**** Provided material

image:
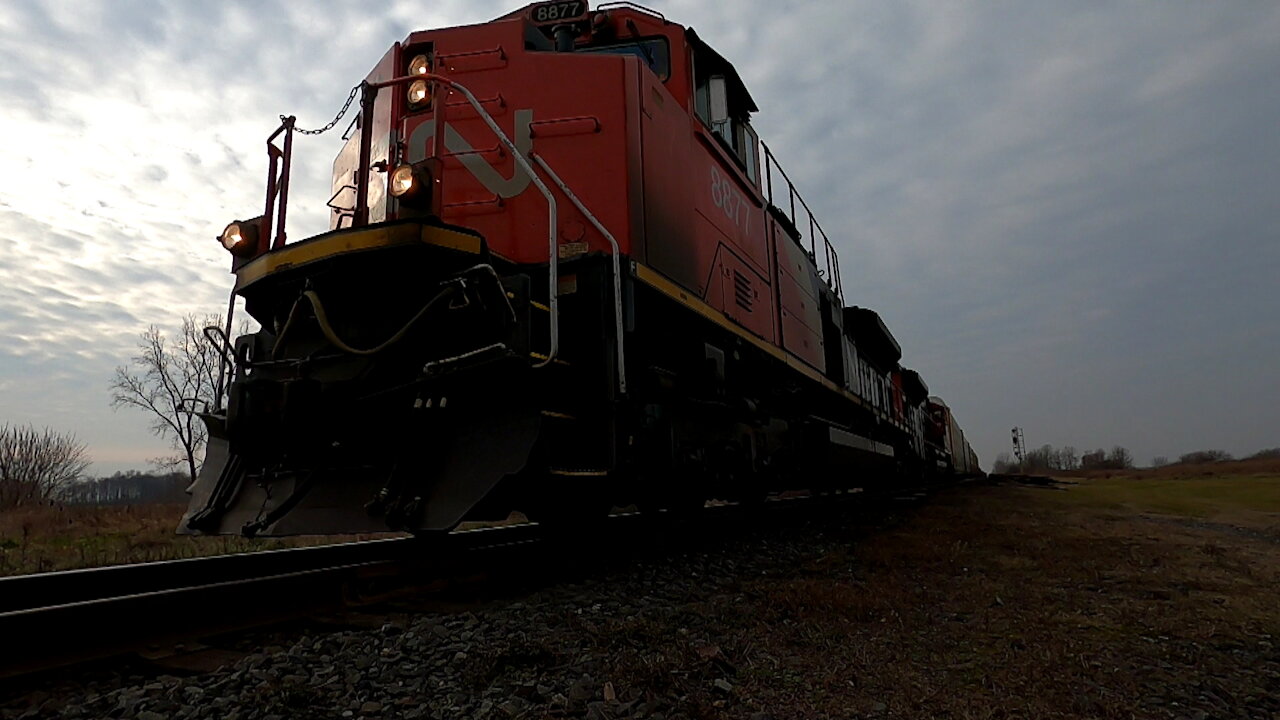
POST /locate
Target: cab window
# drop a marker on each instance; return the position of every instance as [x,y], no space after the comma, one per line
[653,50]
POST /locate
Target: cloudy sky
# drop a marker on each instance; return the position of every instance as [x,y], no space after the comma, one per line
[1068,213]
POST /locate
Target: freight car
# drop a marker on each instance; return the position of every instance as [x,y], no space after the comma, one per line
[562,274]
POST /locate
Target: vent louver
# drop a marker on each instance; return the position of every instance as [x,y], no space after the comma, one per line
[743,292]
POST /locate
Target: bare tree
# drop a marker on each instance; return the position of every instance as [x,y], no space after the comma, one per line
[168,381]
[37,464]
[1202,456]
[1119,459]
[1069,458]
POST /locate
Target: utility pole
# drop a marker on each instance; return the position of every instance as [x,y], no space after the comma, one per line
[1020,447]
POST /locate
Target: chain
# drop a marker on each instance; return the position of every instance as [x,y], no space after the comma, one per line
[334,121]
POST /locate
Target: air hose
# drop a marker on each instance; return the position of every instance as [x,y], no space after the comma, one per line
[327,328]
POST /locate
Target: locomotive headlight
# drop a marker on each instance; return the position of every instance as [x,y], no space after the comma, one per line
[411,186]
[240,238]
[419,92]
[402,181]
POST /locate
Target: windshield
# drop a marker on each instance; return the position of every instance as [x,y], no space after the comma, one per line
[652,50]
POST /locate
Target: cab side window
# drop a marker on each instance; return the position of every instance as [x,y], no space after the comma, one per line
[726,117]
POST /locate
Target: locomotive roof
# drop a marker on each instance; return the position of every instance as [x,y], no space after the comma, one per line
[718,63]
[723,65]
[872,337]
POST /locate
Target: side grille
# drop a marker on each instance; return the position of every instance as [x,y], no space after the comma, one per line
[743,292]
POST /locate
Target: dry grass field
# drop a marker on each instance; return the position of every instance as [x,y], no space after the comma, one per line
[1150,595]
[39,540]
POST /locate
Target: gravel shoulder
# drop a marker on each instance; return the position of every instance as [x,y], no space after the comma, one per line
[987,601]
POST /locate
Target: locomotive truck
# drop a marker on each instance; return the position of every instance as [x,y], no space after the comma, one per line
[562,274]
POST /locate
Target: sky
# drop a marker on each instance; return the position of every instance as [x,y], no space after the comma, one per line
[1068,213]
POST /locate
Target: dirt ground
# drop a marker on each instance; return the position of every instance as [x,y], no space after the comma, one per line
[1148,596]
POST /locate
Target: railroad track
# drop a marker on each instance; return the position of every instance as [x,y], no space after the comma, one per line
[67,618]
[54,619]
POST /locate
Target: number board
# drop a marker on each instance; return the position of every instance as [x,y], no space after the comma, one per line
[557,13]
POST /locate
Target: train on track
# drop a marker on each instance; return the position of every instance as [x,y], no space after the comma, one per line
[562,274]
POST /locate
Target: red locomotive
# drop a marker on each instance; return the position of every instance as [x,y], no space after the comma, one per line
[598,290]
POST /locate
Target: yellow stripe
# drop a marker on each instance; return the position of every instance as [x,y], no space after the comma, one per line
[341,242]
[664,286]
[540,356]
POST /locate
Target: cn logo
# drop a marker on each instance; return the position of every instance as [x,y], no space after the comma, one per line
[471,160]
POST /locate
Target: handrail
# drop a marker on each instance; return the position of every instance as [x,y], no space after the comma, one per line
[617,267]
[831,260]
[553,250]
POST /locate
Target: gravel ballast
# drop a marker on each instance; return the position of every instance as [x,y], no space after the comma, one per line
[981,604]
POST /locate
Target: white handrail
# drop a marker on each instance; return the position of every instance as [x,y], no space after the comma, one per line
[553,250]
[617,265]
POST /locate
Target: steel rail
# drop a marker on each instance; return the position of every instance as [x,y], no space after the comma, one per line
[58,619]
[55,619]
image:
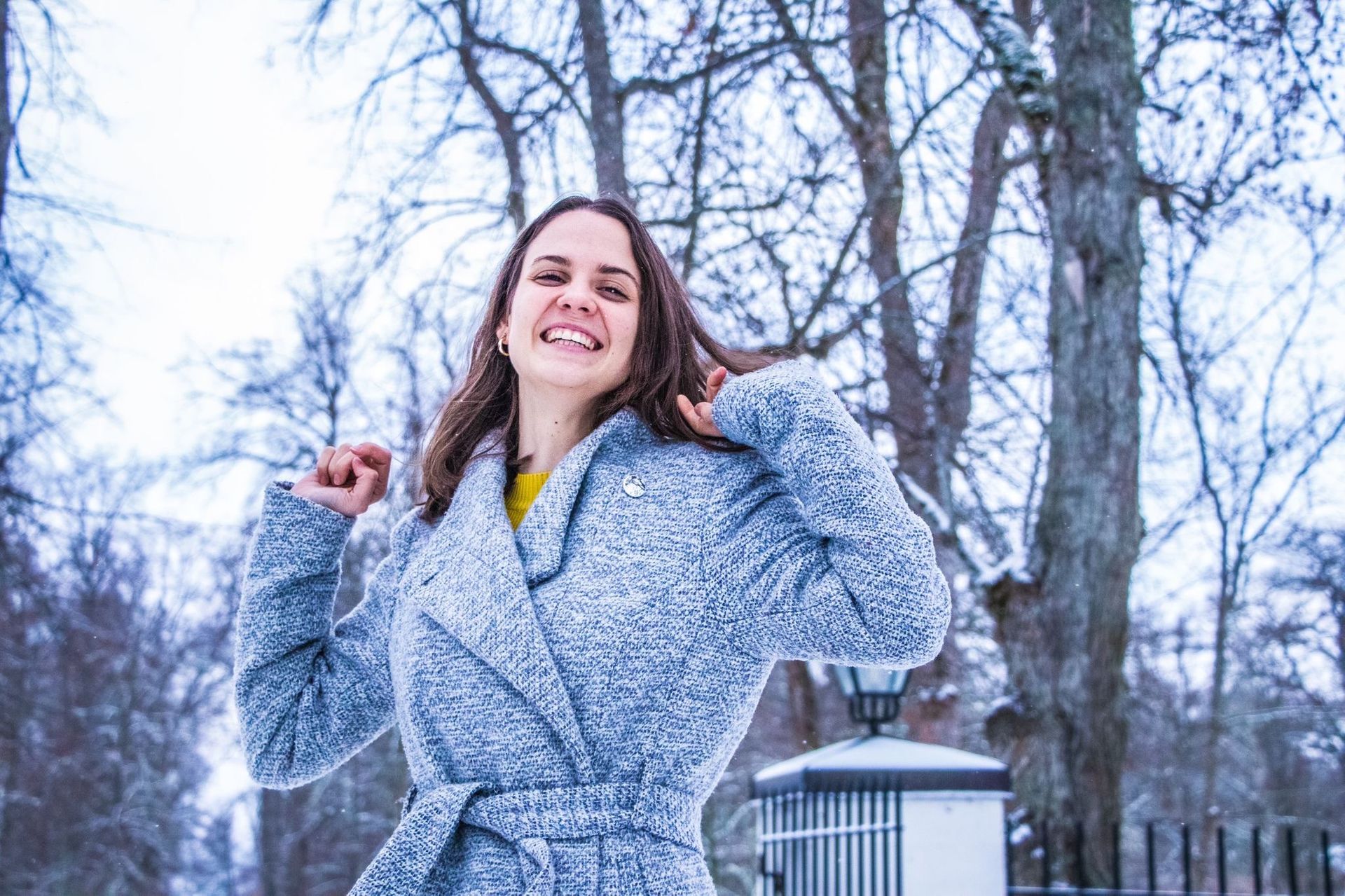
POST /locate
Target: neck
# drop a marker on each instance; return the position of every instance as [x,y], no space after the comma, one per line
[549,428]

********

__Work to do__:
Gather every line from the items above that contains the word "track" and copy each one in full.

__Task solution__:
Target: railroad track
Target: train on track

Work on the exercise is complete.